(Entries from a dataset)
=-=-=

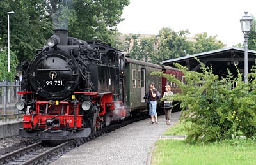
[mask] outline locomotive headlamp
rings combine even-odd
[[[92,106],[92,102],[90,101],[84,101],[82,104],[82,109],[84,111],[88,111]]]
[[[20,111],[24,111],[26,107],[26,104],[23,100],[18,101],[15,104],[16,108]]]
[[[60,43],[60,37],[57,35],[52,36],[47,40],[47,45],[51,47],[54,47]]]

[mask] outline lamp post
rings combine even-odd
[[[7,17],[8,17],[8,22],[7,22],[7,26],[8,26],[8,72],[10,72],[10,26],[9,26],[9,15],[10,14],[14,14],[14,11],[10,11],[7,13]]]
[[[248,82],[248,40],[249,32],[252,27],[252,18],[244,11],[244,15],[240,20],[242,32],[244,34],[244,82]]]

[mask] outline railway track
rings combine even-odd
[[[74,141],[68,141],[55,147],[44,147],[42,145],[42,142],[39,141],[1,156],[0,164],[3,165],[45,164],[42,160],[45,159],[45,157],[48,154],[61,150],[62,147],[71,144]]]
[[[131,120],[123,121],[122,123],[111,125],[100,131],[95,131],[87,138],[72,140],[57,146],[44,146],[39,141],[17,150],[15,150],[0,157],[0,164],[48,164],[57,159],[63,154],[86,143],[97,137],[124,127],[132,122],[148,118],[137,118]]]

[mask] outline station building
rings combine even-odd
[[[228,69],[236,77],[237,75],[236,66],[242,75],[244,75],[244,49],[237,47],[225,48],[166,60],[163,61],[163,64],[166,66],[174,66],[175,63],[178,63],[186,66],[189,71],[201,72],[201,65],[195,57],[198,59],[207,66],[211,66],[212,73],[218,75],[220,79],[228,75],[227,69]],[[252,66],[256,66],[255,59],[256,51],[248,50],[248,73],[250,72]]]

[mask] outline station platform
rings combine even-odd
[[[22,121],[0,122],[0,138],[19,134],[19,129],[22,127]]]
[[[150,164],[155,142],[179,121],[180,115],[172,113],[171,125],[165,124],[164,115],[158,117],[157,124],[149,124],[149,118],[132,123],[76,148],[50,164]]]

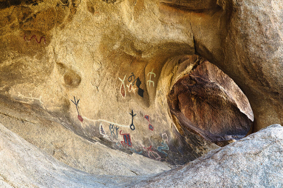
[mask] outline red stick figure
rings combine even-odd
[[[78,105],[79,104],[79,102],[80,101],[80,99],[78,100],[77,101],[76,101],[76,98],[75,98],[75,96],[74,97],[74,101],[73,101],[72,99],[71,99],[71,101],[73,102],[73,103],[75,104],[75,105],[76,105],[76,108],[77,109],[77,112],[78,112],[78,119],[79,119],[79,120],[81,122],[83,122],[83,119],[81,117],[81,115],[80,115],[80,113],[79,113],[79,110],[78,109]]]
[[[150,124],[150,123],[149,122],[149,116],[148,115],[146,115],[144,116],[144,118],[147,119],[147,121],[148,121],[148,123],[149,123],[149,124],[148,125],[148,129],[153,131],[154,129],[153,126],[152,124]]]
[[[46,41],[45,40],[45,38],[44,36],[42,36],[39,39],[39,41],[37,41],[37,37],[35,35],[33,35],[31,36],[31,38],[30,38],[29,40],[28,39],[27,40],[25,39],[25,36],[24,36],[24,39],[26,41],[28,42],[29,41],[30,41],[31,40],[31,39],[32,39],[33,37],[34,37],[34,38],[35,39],[36,41],[36,42],[37,42],[38,44],[40,43],[40,42],[41,42],[41,40],[42,39],[43,39],[43,41],[44,41],[44,44],[45,44],[46,43]]]
[[[127,145],[130,147],[132,147],[132,142],[131,141],[131,137],[129,133],[125,133],[124,134],[121,134],[122,132],[122,130],[120,131],[119,133],[120,135],[123,136],[124,139],[124,141],[121,141],[121,143],[123,146],[125,146]]]

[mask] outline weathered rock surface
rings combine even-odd
[[[283,127],[274,124],[131,187],[282,187]]]
[[[96,141],[98,139],[84,138],[64,127],[62,120],[36,107],[3,98],[0,104],[0,123],[74,168],[97,175],[135,176],[156,174],[173,168],[135,153],[109,148]]]
[[[253,131],[282,124],[282,7],[280,0],[1,1],[2,122],[90,173],[156,172],[142,156],[128,161],[134,153],[184,164],[218,147],[168,108],[174,85],[195,68],[185,55],[197,54],[246,95]],[[243,127],[229,133],[242,135]]]
[[[200,54],[247,95],[255,130],[282,123],[282,3],[2,1],[0,95],[44,110],[34,121],[47,112],[91,141],[183,164],[217,146],[173,121],[172,79],[193,65],[168,62]]]
[[[197,62],[195,68],[177,81],[168,96],[171,113],[185,128],[215,143],[243,137],[253,120],[247,97],[215,65],[191,58]]]
[[[142,178],[94,175],[70,167],[0,124],[1,188],[118,187]]]
[[[154,177],[150,177],[152,174],[99,175],[59,162],[0,124],[0,185],[5,188],[279,188],[283,186],[282,151],[283,127],[273,125]]]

=-=-=

# Exercise:
Copy every record above exactly, leaving out any pictures.

# Exercise solution:
[mask] outline locomotive headlamp
rings combine even-odd
[[[92,106],[92,102],[90,101],[84,101],[82,104],[82,109],[84,111],[88,111]]]
[[[20,111],[24,111],[26,107],[26,104],[23,100],[18,101],[15,104],[16,108]]]
[[[60,43],[60,37],[57,35],[52,36],[47,40],[47,45],[51,47],[54,47]]]

[mask] outline lamp post
rings combine even-odd
[[[7,17],[8,17],[8,22],[7,22],[7,26],[8,26],[8,72],[10,72],[10,26],[9,26],[9,15],[10,14],[14,14],[14,11],[10,11],[7,13]]]
[[[248,82],[248,40],[249,32],[252,27],[252,18],[244,11],[244,15],[240,20],[242,32],[244,34],[244,82]]]

[mask] outline railway track
rings combine even-odd
[[[74,141],[68,141],[55,147],[44,147],[42,145],[42,142],[39,141],[1,156],[0,164],[3,165],[45,164],[42,160],[45,159],[45,157],[48,154],[61,150],[62,147],[71,144]]]
[[[131,120],[123,121],[122,123],[111,125],[100,131],[95,131],[87,138],[72,140],[57,146],[44,146],[39,141],[17,150],[15,150],[0,157],[0,164],[48,164],[57,159],[63,154],[86,143],[97,137],[124,127],[132,122],[148,118],[137,118]]]

[mask] outline station building
rings combine even-odd
[[[228,69],[236,77],[237,75],[236,66],[242,75],[244,75],[244,49],[237,47],[225,48],[166,60],[163,61],[163,64],[166,66],[174,66],[175,63],[178,63],[186,66],[189,71],[201,72],[201,65],[195,57],[198,59],[207,66],[211,66],[212,73],[218,75],[220,79],[228,75],[227,69]],[[252,66],[256,66],[255,59],[256,51],[248,50],[248,73],[250,72]]]

[mask] outline station platform
rings combine even-odd
[[[22,121],[0,122],[0,138],[19,134],[19,129],[22,127]]]
[[[150,164],[155,142],[179,121],[180,115],[172,113],[171,125],[165,124],[164,115],[158,117],[157,124],[149,124],[149,118],[132,123],[76,148],[50,164]]]

[mask] outline red stick figure
rings combine even-odd
[[[78,105],[79,104],[79,102],[80,101],[80,99],[78,100],[77,101],[76,101],[76,98],[75,98],[75,96],[74,97],[74,101],[73,101],[72,99],[71,99],[71,101],[73,102],[73,103],[75,104],[75,105],[76,105],[76,108],[77,109],[77,112],[78,112],[78,119],[79,119],[79,120],[81,122],[83,122],[83,119],[81,117],[81,115],[80,115],[80,113],[79,113],[79,110],[78,109]]]
[[[150,124],[150,123],[149,122],[149,116],[148,115],[146,115],[144,116],[144,118],[147,119],[147,121],[148,121],[148,123],[149,123],[149,124],[148,125],[148,129],[153,131],[154,129],[153,126],[152,124]]]
[[[46,41],[45,40],[45,38],[44,36],[42,36],[39,39],[39,41],[37,41],[37,37],[35,35],[33,35],[31,36],[31,38],[30,38],[29,40],[28,39],[27,40],[25,39],[25,36],[24,36],[24,39],[26,41],[28,42],[29,41],[30,41],[31,40],[31,39],[32,39],[33,37],[34,37],[34,38],[35,39],[36,41],[36,42],[37,42],[38,44],[40,43],[40,42],[41,42],[41,40],[42,39],[43,39],[43,41],[44,41],[44,44],[45,44],[46,43]]]
[[[127,145],[130,147],[132,147],[132,142],[131,141],[131,137],[129,133],[125,133],[124,134],[121,134],[122,132],[122,130],[120,131],[119,133],[120,135],[123,136],[124,139],[124,141],[121,141],[121,143],[123,146],[125,146]]]

[mask] outline weathered rock surface
rings combine even-odd
[[[283,127],[274,124],[131,187],[282,187]]]
[[[96,141],[98,139],[84,138],[64,127],[62,120],[36,107],[3,98],[0,104],[0,123],[74,168],[97,175],[135,176],[156,174],[173,168],[135,153],[109,148]]]
[[[253,131],[282,124],[282,7],[280,0],[1,1],[2,122],[90,173],[156,172],[142,156],[128,161],[134,153],[184,164],[218,147],[168,108],[174,85],[195,68],[185,55],[197,54],[246,95]],[[243,127],[229,133],[242,135]]]
[[[200,54],[247,95],[255,130],[282,123],[282,3],[2,1],[0,95],[44,110],[34,121],[47,112],[91,141],[183,164],[217,146],[173,121],[172,79],[193,65],[168,62]]]
[[[197,62],[195,68],[177,81],[168,96],[171,113],[185,128],[215,143],[243,137],[253,120],[247,97],[215,65],[191,58]]]
[[[142,178],[94,175],[70,167],[0,124],[1,188],[118,187]]]
[[[154,177],[150,177],[152,174],[99,175],[59,162],[0,124],[0,185],[5,188],[279,188],[283,186],[282,151],[283,127],[273,125]]]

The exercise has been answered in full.